>>>

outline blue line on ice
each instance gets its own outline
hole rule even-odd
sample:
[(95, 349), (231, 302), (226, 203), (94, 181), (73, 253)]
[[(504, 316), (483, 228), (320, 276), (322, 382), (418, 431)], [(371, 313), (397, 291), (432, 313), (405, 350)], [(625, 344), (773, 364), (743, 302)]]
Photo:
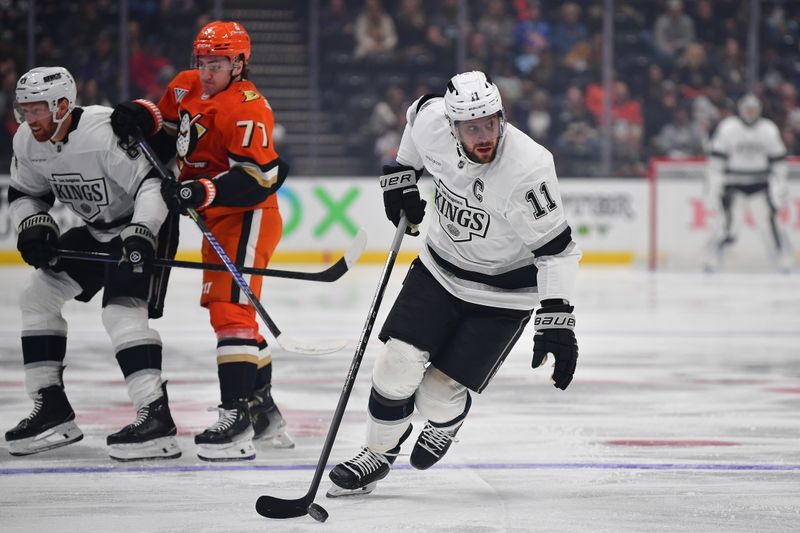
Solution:
[[(329, 465), (330, 466), (330, 465)], [(173, 473), (225, 471), (314, 470), (316, 465), (185, 465), (185, 466), (61, 466), (32, 468), (0, 468), (0, 475), (26, 474), (110, 474), (110, 473)], [(409, 470), (410, 465), (395, 469)], [(717, 470), (717, 471), (800, 471), (800, 464), (726, 464), (726, 463), (500, 463), (439, 465), (445, 470)]]

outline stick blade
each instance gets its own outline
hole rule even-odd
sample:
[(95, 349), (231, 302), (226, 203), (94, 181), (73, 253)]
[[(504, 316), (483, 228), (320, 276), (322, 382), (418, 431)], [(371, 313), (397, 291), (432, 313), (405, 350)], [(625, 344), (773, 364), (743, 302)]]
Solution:
[(308, 514), (308, 501), (284, 500), (273, 496), (259, 496), (256, 500), (256, 512), (267, 518), (297, 518)]
[(361, 257), (367, 247), (367, 232), (364, 231), (364, 228), (358, 228), (358, 233), (356, 238), (353, 239), (353, 243), (350, 250), (344, 254), (344, 262), (348, 269), (358, 261), (358, 258)]
[(281, 347), (283, 347), (283, 349), (287, 352), (303, 353), (307, 355), (324, 355), (327, 353), (338, 352), (347, 346), (347, 341), (341, 339), (324, 340), (318, 342), (300, 342), (287, 337), (283, 333), (275, 337), (275, 340), (278, 341), (278, 344), (280, 344)]

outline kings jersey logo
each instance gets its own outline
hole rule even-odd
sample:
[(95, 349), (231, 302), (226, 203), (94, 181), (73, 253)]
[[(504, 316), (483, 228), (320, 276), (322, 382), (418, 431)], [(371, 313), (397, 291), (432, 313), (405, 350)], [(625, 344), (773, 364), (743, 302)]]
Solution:
[(436, 182), (436, 210), (439, 224), (453, 242), (471, 241), (472, 237), (485, 238), (489, 230), (489, 213), (469, 205), (463, 196), (454, 193), (441, 181)]
[(80, 174), (53, 174), (50, 184), (56, 198), (82, 219), (91, 221), (108, 205), (105, 178), (86, 179)]

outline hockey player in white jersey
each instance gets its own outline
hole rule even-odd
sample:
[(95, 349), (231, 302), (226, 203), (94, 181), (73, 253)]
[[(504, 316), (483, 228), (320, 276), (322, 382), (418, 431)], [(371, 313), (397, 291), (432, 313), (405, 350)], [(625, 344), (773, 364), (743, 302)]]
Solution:
[(789, 200), (786, 147), (778, 126), (761, 116), (758, 97), (743, 96), (738, 111), (738, 116), (719, 123), (711, 139), (707, 194), (718, 217), (705, 269), (713, 272), (722, 267), (725, 252), (736, 241), (749, 208), (772, 261), (779, 270), (788, 272), (794, 252), (778, 216)]
[(395, 165), (381, 176), (386, 214), (422, 221), (417, 189), (433, 176), (436, 219), (380, 332), (372, 371), (366, 445), (333, 468), (328, 496), (371, 492), (412, 432), (427, 419), (411, 465), (447, 452), (470, 410), (539, 305), (532, 366), (555, 359), (559, 389), (578, 358), (573, 286), (581, 253), (573, 242), (553, 157), (507, 124), (500, 93), (482, 72), (454, 76), (444, 97), (414, 102)]
[[(22, 292), (22, 358), (33, 411), (6, 432), (12, 455), (29, 455), (83, 438), (64, 392), (64, 303), (88, 302), (103, 289), (103, 325), (137, 416), (109, 435), (121, 461), (180, 456), (161, 380), (161, 339), (148, 318), (162, 313), (168, 271), (152, 269), (157, 249), (171, 257), (177, 226), (145, 157), (111, 130), (111, 109), (76, 107), (75, 81), (61, 67), (40, 67), (17, 83), (21, 119), (14, 136), (11, 185), (17, 248), (36, 270)], [(49, 214), (55, 200), (82, 224), (63, 233)], [(166, 222), (165, 222), (166, 221)], [(116, 264), (59, 258), (58, 248), (115, 253)]]

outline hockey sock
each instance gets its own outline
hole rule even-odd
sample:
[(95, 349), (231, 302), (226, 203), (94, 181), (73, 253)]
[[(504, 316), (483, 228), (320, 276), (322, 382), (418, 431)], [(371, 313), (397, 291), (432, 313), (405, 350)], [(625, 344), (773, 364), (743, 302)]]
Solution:
[(259, 336), (258, 341), (258, 371), (256, 372), (255, 390), (263, 389), (272, 383), (272, 352), (267, 341)]
[(140, 344), (120, 350), (117, 362), (125, 376), (128, 396), (137, 410), (163, 396), (160, 344)]
[(67, 338), (60, 335), (22, 337), (22, 361), (25, 365), (25, 392), (33, 399), (39, 390), (61, 385)]

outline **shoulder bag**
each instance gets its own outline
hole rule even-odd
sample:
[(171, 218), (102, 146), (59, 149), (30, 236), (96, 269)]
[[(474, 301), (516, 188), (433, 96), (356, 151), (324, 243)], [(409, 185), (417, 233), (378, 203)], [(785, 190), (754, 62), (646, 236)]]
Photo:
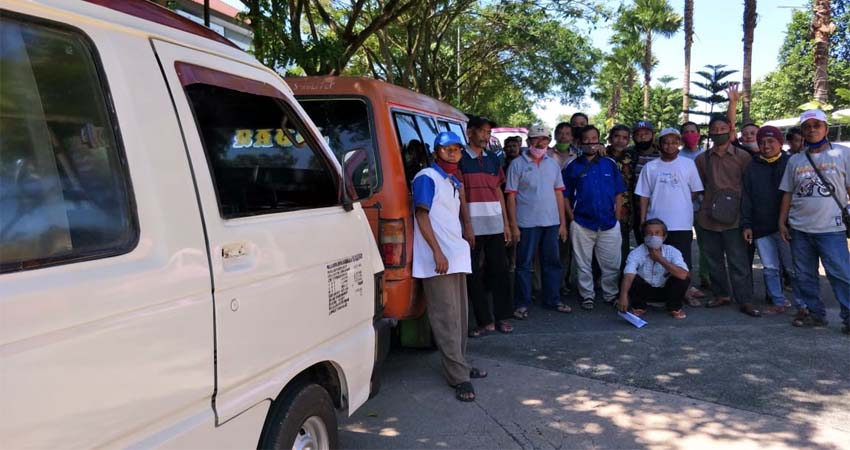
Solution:
[(806, 154), (806, 159), (809, 160), (809, 164), (812, 165), (815, 175), (820, 178), (821, 183), (823, 183), (823, 185), (826, 186), (826, 190), (829, 191), (830, 197), (832, 197), (832, 199), (835, 200), (835, 204), (838, 205), (838, 210), (841, 211), (841, 221), (844, 222), (844, 234), (850, 238), (850, 205), (841, 204), (841, 200), (838, 199), (838, 194), (835, 192), (835, 185), (827, 181), (826, 177), (820, 173), (820, 169), (818, 169), (818, 166), (812, 160), (812, 155), (810, 155), (809, 152), (804, 153)]

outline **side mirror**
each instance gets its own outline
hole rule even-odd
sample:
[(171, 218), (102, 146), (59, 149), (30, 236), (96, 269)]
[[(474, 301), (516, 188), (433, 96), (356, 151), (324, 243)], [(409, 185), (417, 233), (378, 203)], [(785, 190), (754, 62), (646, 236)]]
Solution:
[(348, 202), (356, 202), (372, 195), (369, 153), (364, 148), (345, 152), (342, 157), (342, 179)]

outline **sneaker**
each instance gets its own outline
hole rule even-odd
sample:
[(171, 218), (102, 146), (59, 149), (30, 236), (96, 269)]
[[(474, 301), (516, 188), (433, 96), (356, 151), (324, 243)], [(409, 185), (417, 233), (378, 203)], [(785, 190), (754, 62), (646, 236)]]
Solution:
[(850, 323), (845, 323), (841, 326), (841, 332), (850, 335)]
[(819, 317), (812, 314), (806, 314), (802, 318), (794, 319), (791, 325), (804, 328), (820, 328), (827, 326), (826, 317)]
[(768, 316), (775, 316), (777, 314), (785, 314), (785, 307), (781, 305), (770, 305), (764, 309), (764, 313)]
[(640, 308), (632, 308), (632, 314), (634, 314), (634, 315), (636, 315), (636, 316), (640, 317), (640, 316), (642, 316), (642, 315), (646, 314), (646, 310), (645, 310), (645, 309), (640, 309)]
[(593, 311), (593, 299), (586, 298), (581, 302), (581, 309), (585, 311)]

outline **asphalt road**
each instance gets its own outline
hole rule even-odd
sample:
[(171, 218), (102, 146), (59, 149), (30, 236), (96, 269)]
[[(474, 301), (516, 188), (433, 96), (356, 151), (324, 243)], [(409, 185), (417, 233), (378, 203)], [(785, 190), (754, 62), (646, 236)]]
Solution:
[[(756, 270), (756, 298), (763, 296)], [(850, 337), (734, 307), (661, 309), (635, 329), (612, 307), (533, 308), (511, 335), (469, 342), (490, 372), (454, 399), (435, 351), (394, 351), (382, 392), (342, 419), (352, 449), (850, 449)]]

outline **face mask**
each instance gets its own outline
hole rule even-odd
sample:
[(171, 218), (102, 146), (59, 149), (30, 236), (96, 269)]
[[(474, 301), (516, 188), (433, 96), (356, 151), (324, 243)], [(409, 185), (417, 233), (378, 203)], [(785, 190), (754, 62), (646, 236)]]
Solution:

<<<

_Task requirements_
For the string "hockey", state how many lines in the listing contain it, and give no other words.

_Finished task_
2